◆ Source document ◆
Strength in numbers: Federated learning boosts AI for COVID-19

Sep 15, 2021

2018 08 28 18 59 9066 Artificial Intelligence Ai 400

An algorithm trained using federated learning turned in highly accurate performance for predicting clinical outcomes in COVID-19 patients from chest x-rays and clinical data, according to research published online September 15 in Nature Medicine.

Federated learning is a method for training artificial intelligence (AI) algorithms that utilizes multiple sources of data -- often from different institutions -- while maintaining data anonymity. Advocates for federated learning believe it can address a shortcoming of AI: Algorithms developed at a single institution often don't achieve the same levels of performance when they are released into the real world.

In the current study, a multi-institutional and multinational team of researchers used federated learning to train a deep-learning algorithm to predict future oxygen needs of symptomatic COVID-19 patients based on analysis of their chest x-rays, vital signs, and laboratory data. The resulting model, which they called EXAM (electronic medical record chest x-ray AI model), yielded an area under the curve (AUC) of more than 0.92 on both internal and external validation test sets.

"In this study, [federated learning] facilitated rapid data science collaboration without data exchange and generated a model that generalized across heterogeneous, unharmonized datasets for prediction of clinical outcomes in patients with COVID-19, setting the stage for the broader use of [federated learning] in healthcare," wrote the researchers led by co-first authors Dr. Ittai Dayan, Aoxiao Zhong, and Dr. Quanzheng Li, PhD, of Harvard Medical School; Holger Roth, PhD, and Dr. Mona Flores of Nvidia; and Dr. Fiona Gilbert of the University of Cambridge in the U.K.

Hypothesizing that their algorithm would perform better and be more generalizable if it was trained using federated learning, the researchers employed the method to train EXAM with chest x-rays, vital signs, and laboratory data from 16,148 symptomatic COVID-19 cases at 20 different institutions across four continents.

The researchers found that federated learning led to a 16% improvement in average AUC when measured across all participating sites, as well as a 38% average increase in generalizability when compared with models trained at a single site using that site's data.

They then tested the model on external data from three independent institutions in Massachusetts with different patient population characteristics than the training sites. The algorithm actually achieved a higher AUC on the largest set of cases -- from Cooley Dickinson Hospital -- than it did on the training data.

Performance of EXAM AI in predicting COVID-19 clinical outcomes
	Patients from Nantucket Cottage Hospital (264 cases)	Patients from Martha's Vineyard Hospital (399 cases)	Patients from Cooley Dickinson Hospital (840 cases)
Prediction of mechanical ventilation or death at 24 hours	N/A	0.901	0.944
Prediction of mechanical ventilation or death at 72 hours	0.927	0.916	0.924

Following further validation, EXAM could potentially be deployed in the emergency department setting to evaluate both per-patient and population-level risk, according to the researchers. It could also offer an additional reference point for clinicians to consider when making difficult choices for triaging patients.

"We also envision using the model as a more sensitive population-level metric to help balance resources between regions, hospitals and departments," the authors wrote. "Our hope is that similar [federated learning] efforts can break the data silos and allow for faster development of much-needed AI models in the near future."

◆ Given data ◆
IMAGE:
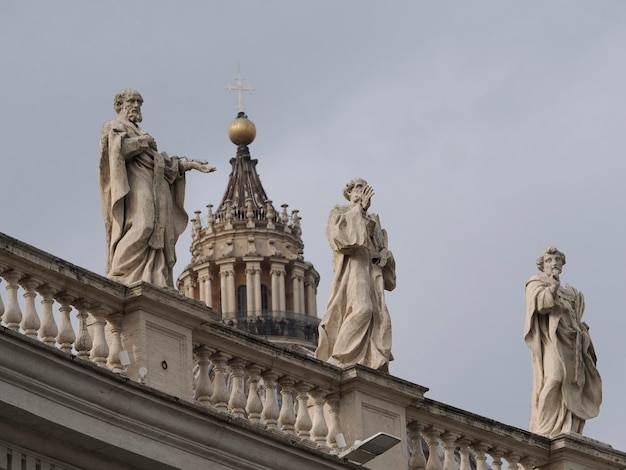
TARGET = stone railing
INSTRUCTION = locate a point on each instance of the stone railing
(487, 441)
(271, 323)
(176, 345)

◆ Task statement ◆
Write out the part of the federated learning article that starts at the words "They then tested" and stops after "Hospital (840 cases)", copying it word for word.

◆ Response ◆
They then tested the model on external data from three independent institutions in Massachusetts with different patient population characteristics than the training sites. The algorithm actually achieved a higher AUC on the largest set of cases -- from Cooley Dickinson Hospital -- than it did on the training data.

Performance of EXAM AI in predicting COVID-19 clinical outcomes
	Patients from Nantucket Cottage Hospital (264 cases)	Patients from Martha's Vineyard Hospital (399 cases)	Patients from Cooley Dickinson Hospital (840 cases)